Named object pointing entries
┌────────
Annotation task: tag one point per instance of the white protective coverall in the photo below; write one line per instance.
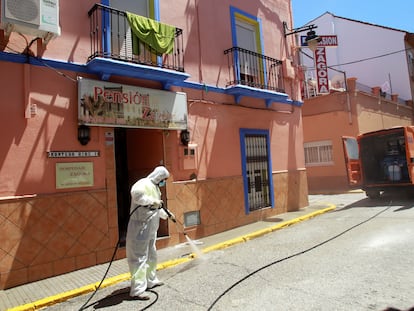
(142, 231)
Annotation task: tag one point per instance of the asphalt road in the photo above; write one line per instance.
(358, 257)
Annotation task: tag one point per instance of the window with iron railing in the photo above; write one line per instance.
(318, 153)
(253, 69)
(113, 37)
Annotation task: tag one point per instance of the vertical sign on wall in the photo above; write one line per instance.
(321, 69)
(320, 60)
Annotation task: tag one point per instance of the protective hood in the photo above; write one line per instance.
(158, 174)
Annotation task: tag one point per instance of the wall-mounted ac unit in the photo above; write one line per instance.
(38, 18)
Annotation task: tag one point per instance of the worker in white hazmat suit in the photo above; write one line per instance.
(145, 212)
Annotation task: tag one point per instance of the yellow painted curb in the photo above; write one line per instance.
(171, 263)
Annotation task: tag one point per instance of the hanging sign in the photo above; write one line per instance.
(320, 60)
(329, 40)
(103, 103)
(321, 70)
(72, 154)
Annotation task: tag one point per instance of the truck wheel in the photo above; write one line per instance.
(373, 194)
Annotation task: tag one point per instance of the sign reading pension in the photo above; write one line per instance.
(74, 175)
(109, 104)
(327, 40)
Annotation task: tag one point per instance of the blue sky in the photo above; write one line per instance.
(397, 14)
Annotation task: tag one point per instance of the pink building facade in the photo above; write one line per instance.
(89, 107)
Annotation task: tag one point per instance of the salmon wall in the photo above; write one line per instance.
(25, 167)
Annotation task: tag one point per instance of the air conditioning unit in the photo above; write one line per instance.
(38, 18)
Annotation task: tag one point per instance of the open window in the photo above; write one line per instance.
(352, 160)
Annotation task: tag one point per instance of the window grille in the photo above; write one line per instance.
(318, 153)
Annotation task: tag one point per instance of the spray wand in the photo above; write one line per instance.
(173, 219)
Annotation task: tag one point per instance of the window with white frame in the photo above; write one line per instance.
(318, 153)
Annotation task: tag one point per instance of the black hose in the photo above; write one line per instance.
(294, 255)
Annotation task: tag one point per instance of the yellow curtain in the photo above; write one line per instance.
(157, 35)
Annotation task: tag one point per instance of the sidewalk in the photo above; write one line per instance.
(53, 290)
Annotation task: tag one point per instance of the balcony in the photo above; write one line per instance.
(255, 75)
(116, 49)
(254, 70)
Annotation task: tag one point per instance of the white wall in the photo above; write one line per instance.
(358, 41)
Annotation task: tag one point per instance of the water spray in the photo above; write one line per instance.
(195, 249)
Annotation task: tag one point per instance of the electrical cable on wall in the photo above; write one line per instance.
(360, 60)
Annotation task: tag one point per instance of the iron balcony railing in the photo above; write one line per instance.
(255, 70)
(111, 37)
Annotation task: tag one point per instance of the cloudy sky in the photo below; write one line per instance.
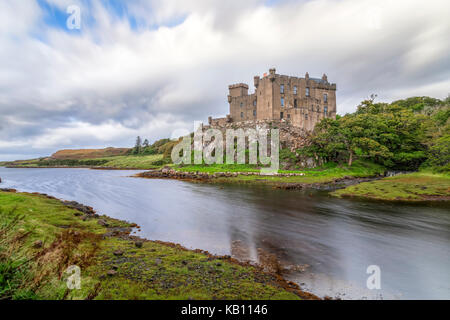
(147, 67)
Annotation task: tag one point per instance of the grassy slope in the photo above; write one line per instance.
(155, 271)
(412, 187)
(89, 153)
(324, 174)
(138, 162)
(118, 162)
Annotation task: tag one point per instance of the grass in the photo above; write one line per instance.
(138, 162)
(326, 173)
(411, 187)
(154, 271)
(116, 162)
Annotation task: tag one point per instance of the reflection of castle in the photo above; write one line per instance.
(301, 101)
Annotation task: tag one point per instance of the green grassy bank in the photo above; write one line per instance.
(418, 186)
(116, 162)
(40, 237)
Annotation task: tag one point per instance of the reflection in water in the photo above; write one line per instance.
(322, 243)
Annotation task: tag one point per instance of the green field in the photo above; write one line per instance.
(153, 271)
(410, 187)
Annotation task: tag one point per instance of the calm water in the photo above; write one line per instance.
(332, 240)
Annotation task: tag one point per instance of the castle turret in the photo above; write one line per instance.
(238, 90)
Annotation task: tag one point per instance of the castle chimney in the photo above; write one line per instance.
(256, 80)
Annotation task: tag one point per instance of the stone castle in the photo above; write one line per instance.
(300, 102)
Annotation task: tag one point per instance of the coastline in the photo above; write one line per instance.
(106, 268)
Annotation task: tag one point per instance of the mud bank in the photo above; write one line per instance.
(111, 258)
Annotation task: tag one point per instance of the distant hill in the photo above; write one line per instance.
(89, 153)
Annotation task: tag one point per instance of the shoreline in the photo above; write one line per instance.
(121, 231)
(235, 178)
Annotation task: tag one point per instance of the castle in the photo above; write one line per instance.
(301, 102)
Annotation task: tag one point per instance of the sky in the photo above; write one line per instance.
(152, 68)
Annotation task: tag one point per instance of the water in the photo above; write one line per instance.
(332, 240)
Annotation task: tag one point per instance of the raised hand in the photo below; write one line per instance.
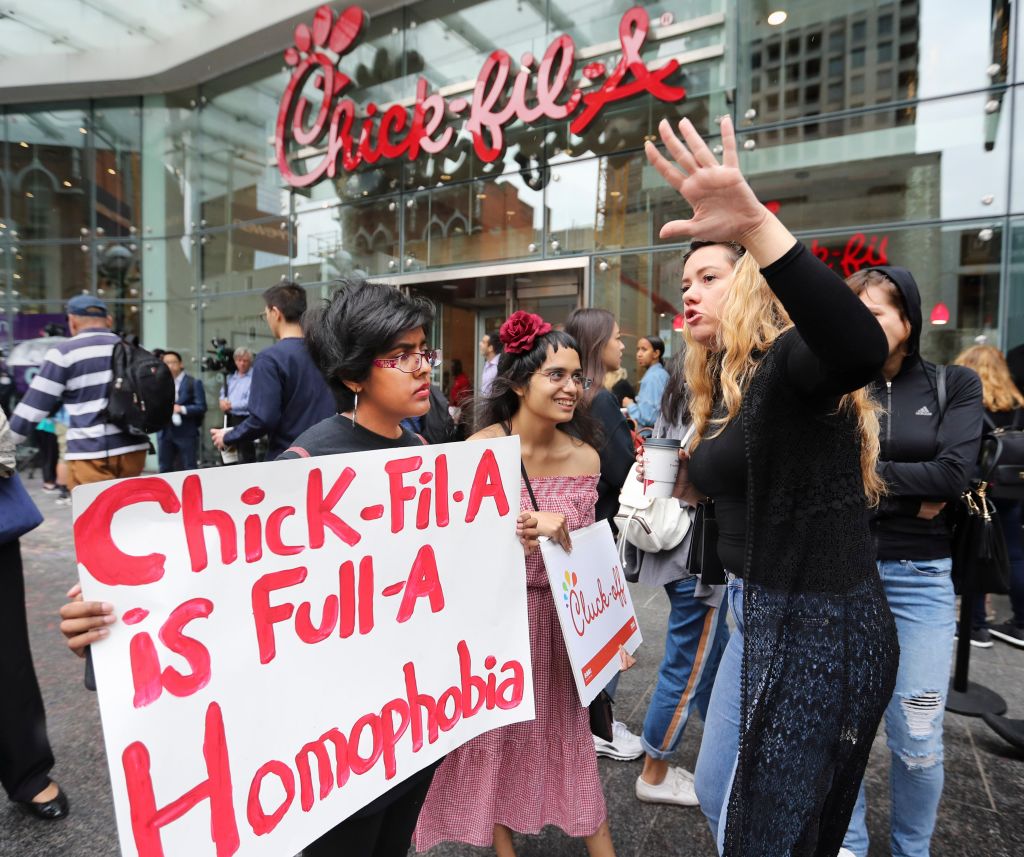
└────────
What to work on: Write out the records above exactly as they stand, leaving out every picture.

Task output:
Annotation task: tag one point per instance of the white protective coverall in the photo below; write one line per instance.
(142, 231)
Annotation task: tag one point per instance of the asphalt road in the photo above; write one line per instance.
(358, 257)
Annotation task: tag one point per instance of the window with iron railing in the photo above; write one line per instance.
(318, 153)
(253, 69)
(113, 37)
Annotation task: tag one point per instance of the vertical sign on wall in the photo above; write one line per instance.
(321, 69)
(320, 60)
Annotation task: tag one point per instance of the protective hood in the photo above; write one line per instance.
(158, 174)
Annotation task: tag one point per instance of the wall-mounted ac unit in the photo above; write one line per instance.
(38, 18)
Annotation task: tag one point per instance of the worker in white hazmat suit in the photo above; write one line per instance.
(145, 212)
Annotation task: tag one point per instance of the yellow painted curb in the photo above; write one line per instance.
(171, 263)
Annotation task: tag one point per instance of the hanging sign in the photo above; write one line per instance.
(320, 60)
(329, 40)
(103, 103)
(321, 70)
(72, 154)
Annotation task: tag one point per instance of the truck wheel in the photo above; write one line per instance.
(373, 194)
Annotation task: tag one point per instance of the sign reading pension in the photo above; write one line per instance.
(74, 175)
(109, 104)
(327, 40)
Annotation task: tag one point per instance of the blue sky in the photo above; write one line per instance.
(397, 14)
Annotation task: tag one point per instance of the pink building facade in the photo above; write one line per instance.
(89, 107)
Annotation task: tag one point per instance of the salmon wall in the photo above; write one line per instance.
(25, 167)
Annotation task: tag one point per instance of the air conditioning unit in the photo above; write one line per instance.
(38, 18)
Annotation task: tag one point per instance of the open window in the photo above; write one line per instance.
(352, 160)
Annotation task: tag one point per instance of the window grille in the photo above; write one line per instance.
(318, 153)
Annotation task: tag one point per instance of the spray wand in the photo above; write one line per instance.
(173, 219)
Annotation task: tag one point per instance of the window with white frame in the photo above; write one line per instance.
(318, 153)
Annotation task: tag one point per instance of the black hose in the photo above; write one line per instance.
(294, 255)
Annotation task: tag one point per instance of the yellow curtain in the photo above; write one line per instance.
(157, 35)
Annotation task: tag one point per instance of the sidewalk in the photo above; write one line per instance.
(53, 290)
Annotation task: tag one point per instance of the balcony in the photo above; write one line per instance.
(255, 75)
(116, 49)
(254, 70)
Annotation task: tag one point per instance of the white wall in the photo above; write one line per instance.
(358, 41)
Annotation task: tag one point per instance of the water spray in the photo above; write one line per instance.
(195, 249)
Annotation task: tag one point per instance of the electrical cable on wall in the photo above; write one line per instance.
(360, 60)
Annotation task: tag one point per instance of the iron balcony railing in the photo above; write one line per instance.
(255, 70)
(111, 37)
Annotation task: tag one point per instance of the cloudy sky in the photo below; write one line per instance.
(147, 67)
Annotation task: tag one point per instance of the grassy slope in the photo above; write one line per instance.
(155, 271)
(412, 187)
(89, 153)
(324, 174)
(138, 162)
(118, 162)
Annotation task: tag one point per instance of the grass in the photo above; write one line per instance.
(138, 162)
(326, 173)
(411, 187)
(154, 271)
(116, 162)
Annotation task: tag one point per instance of the reflection of castle in the photo above; write one line per instance.
(301, 101)
Annotation task: tag one point per instance of the green grassy bank in the photo above; write one line per instance.
(418, 186)
(116, 162)
(40, 237)
Annotation task: tag one point per instance of the reflection in water in the photo above; write one line per instance.
(322, 243)
Annotation task: tag one point per instance of the green field in the photo above; write one line per instance.
(153, 271)
(410, 187)
Annotation task: tag one point per instance of the calm water in the photo above; write one line per instance.
(332, 240)
Annotation task: tag one point per instance of the castle turret in the photo above; write one line per instance.
(238, 90)
Annotation task: tag one point per instance of the castle chimney in the photo above; write one line per instance.
(256, 80)
Annotation task: tag one point per instance of the stone castle in the photo above; write one line per instance.
(300, 102)
Annotation task: tag one point per instance of the coastline in the photo above; write one line per instance.
(106, 268)
Annotation task: tag one point per instance of the mud bank in the photo above; write one line per instance.
(111, 258)
Annotation task: tag one point per instance of the distant hill in the photo above; write one line per instance.
(89, 153)
Annotation task: tag one point per instance of the shoreline in the photo above; write one line per instance.
(121, 231)
(235, 178)
Annotation task: tag one point per instance of the castle in the photo above; write one line per instance.
(301, 102)
Annotation task: tag one point per instance of the sky in the photo above; write one line per instance.
(152, 68)
Annotation task: tag one point per instance of the water in the photo above; write one line per instance.
(332, 240)
Annotation task: tag one point per instance of the raised hand in the photo below; write one line per instance.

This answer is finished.